Verwirklicht sich die Vorstellung der Bundesregierung, dann ist künftig weder das Aufbringen von Pestiziden, Düngemitteln, Gülle oder Abwasser Sache des Bodenschutzes, noch sind es Gentech-Flächen, Atom-Altlasten wie Wismut und einiges andere mehr. Und da bedauern wir es sehr, daß die SPD mit ihrem Antrag nicht über das hinausgegangen ist, was auch im Entwurf der Bundesregierung schon formuliert wird.
Ihnen, meine Damen und Herren von der Koalition, die Konzeption des Bodenschutzes zu überlassen heißt doch, den Teufel mit dem Beelzebub austreiben. Der Umweltministerin müßte bekannt sein, daß wir bei weitergehender Bodenversiegelung wie gehabt in 81 Jahren gar keinen Bodenschutz mehr brauchen. Dann brauchen Sie höchstens noch über eine Betonflächen-Freihalteverordnung nachzudenken. Dann kommt in der Tat jede bindend festgeschriebene Entsiegelungspflicht zu spät. Warum eigentlich wollen Sie, Herr Kampeter, und diese Regierung nicht einsehen, daß Sie seit 1985 den Bodenschutz sträflichst vernachlässigt haben? Sonst müßte der Sachverständigenrat für Umweltfragen nicht ständig ein Bodenschutzgesetz angemahnt haben.

#####

## Aufgabenstellung A
Ziehe aus der Auflistung unten jede Zeile heraus, die die Zeichenfolge "wristwatch" enthält. Groß- und Kleinschreibung wird dabei unterschieden.

## Datensatzauszüge zum Zeigen auf Objekte
#####

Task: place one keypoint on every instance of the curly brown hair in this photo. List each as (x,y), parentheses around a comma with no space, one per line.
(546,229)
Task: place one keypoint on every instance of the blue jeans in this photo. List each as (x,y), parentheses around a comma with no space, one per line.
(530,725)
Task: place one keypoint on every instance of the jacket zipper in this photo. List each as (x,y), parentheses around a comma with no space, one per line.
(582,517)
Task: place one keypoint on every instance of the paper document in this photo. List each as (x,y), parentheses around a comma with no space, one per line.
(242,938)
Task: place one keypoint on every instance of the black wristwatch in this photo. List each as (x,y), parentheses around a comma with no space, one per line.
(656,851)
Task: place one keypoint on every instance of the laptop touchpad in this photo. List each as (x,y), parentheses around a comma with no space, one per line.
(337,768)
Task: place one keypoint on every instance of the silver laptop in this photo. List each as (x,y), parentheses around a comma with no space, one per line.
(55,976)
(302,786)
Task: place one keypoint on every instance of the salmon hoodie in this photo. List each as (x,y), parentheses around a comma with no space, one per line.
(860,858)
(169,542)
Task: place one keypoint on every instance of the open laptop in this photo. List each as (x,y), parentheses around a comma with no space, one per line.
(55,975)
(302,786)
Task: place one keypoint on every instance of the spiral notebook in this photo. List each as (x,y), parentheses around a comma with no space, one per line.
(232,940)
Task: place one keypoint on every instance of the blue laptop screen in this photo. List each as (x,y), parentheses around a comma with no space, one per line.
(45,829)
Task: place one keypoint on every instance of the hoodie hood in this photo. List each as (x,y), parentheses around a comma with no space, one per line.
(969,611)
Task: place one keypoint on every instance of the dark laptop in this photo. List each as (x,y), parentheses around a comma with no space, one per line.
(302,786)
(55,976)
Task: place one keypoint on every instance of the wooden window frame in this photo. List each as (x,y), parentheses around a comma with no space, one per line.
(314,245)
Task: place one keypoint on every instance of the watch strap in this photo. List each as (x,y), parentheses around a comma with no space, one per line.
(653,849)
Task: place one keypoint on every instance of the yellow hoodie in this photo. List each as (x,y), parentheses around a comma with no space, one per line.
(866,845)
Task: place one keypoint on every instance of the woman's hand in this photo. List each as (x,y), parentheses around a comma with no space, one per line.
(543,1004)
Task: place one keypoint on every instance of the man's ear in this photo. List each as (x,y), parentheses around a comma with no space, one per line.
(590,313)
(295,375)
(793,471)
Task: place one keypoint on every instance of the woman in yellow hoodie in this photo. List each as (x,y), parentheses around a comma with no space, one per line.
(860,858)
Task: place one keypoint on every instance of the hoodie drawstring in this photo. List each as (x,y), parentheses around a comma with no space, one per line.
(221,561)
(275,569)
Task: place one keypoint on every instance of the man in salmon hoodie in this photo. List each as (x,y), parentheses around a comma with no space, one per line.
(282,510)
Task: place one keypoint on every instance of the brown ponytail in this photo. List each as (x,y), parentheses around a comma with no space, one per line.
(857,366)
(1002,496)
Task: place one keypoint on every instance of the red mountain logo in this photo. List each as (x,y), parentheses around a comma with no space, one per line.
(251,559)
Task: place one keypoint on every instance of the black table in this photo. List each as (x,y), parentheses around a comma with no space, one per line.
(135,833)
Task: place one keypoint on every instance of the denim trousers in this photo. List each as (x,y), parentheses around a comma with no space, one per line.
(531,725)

#####

## Aufgabenstellung B
Zitiere den Auszug zum Bodenschutz weiter oben vollständig und wortgetreu.

## Erwartete Ausgabe A
Task: place one keypoint on every instance of the black wristwatch in this photo. List each as (x,y), parentheses around a comma with no space, one per line.

## Erwartete Ausgabe B
Verwirklicht sich die Vorstellung der Bundesregierung, dann ist künftig weder das Aufbringen von Pestiziden, Düngemitteln, Gülle oder Abwasser Sache des Bodenschutzes, noch sind es Gentech-Flächen, Atom-Altlasten wie Wismut und einiges andere mehr. Und da bedauern wir es sehr, daß die SPD mit ihrem Antrag nicht über das hinausgegangen ist, was auch im Entwurf der Bundesregierung schon formuliert wird.
Ihnen, meine Damen und Herren von der Koalition, die Konzeption des Bodenschutzes zu überlassen heißt doch, den Teufel mit dem Beelzebub austreiben. Der Umweltministerin müßte bekannt sein, daß wir bei weitergehender Bodenversiegelung wie gehabt in 81 Jahren gar keinen Bodenschutz mehr brauchen. Dann brauchen Sie höchstens noch über eine Betonflächen-Freihalteverordnung nachzudenken. Dann kommt in der Tat jede bindend festgeschriebene Entsiegelungspflicht zu spät. Warum eigentlich wollen Sie, Herr Kampeter, und diese Regierung nicht einsehen, daß Sie seit 1985 den Bodenschutz sträflichst vernachlässigt haben? Sonst müßte der Sachverständigenrat für Umweltfragen nicht ständig ein Bodenschutzgesetz angemahnt haben.